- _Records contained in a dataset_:

• • • • •

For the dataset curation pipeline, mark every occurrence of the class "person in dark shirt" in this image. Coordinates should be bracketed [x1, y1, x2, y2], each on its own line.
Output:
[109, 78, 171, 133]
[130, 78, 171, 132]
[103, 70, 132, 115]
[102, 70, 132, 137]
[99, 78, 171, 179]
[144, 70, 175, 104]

• • • • •

- _PROBLEM_:
All the data is to be copied over exactly as it stands.

- _PROBLEM SOLUTION_:
For the dataset curation pipeline, mark every occurrence of the class "person in dark shirt" in this image. Coordinates should be bracketed [x1, y1, x2, y2], each on its own line.
Output:
[109, 78, 171, 133]
[130, 78, 171, 132]
[103, 70, 132, 115]
[102, 70, 132, 137]
[99, 78, 171, 179]
[144, 70, 175, 104]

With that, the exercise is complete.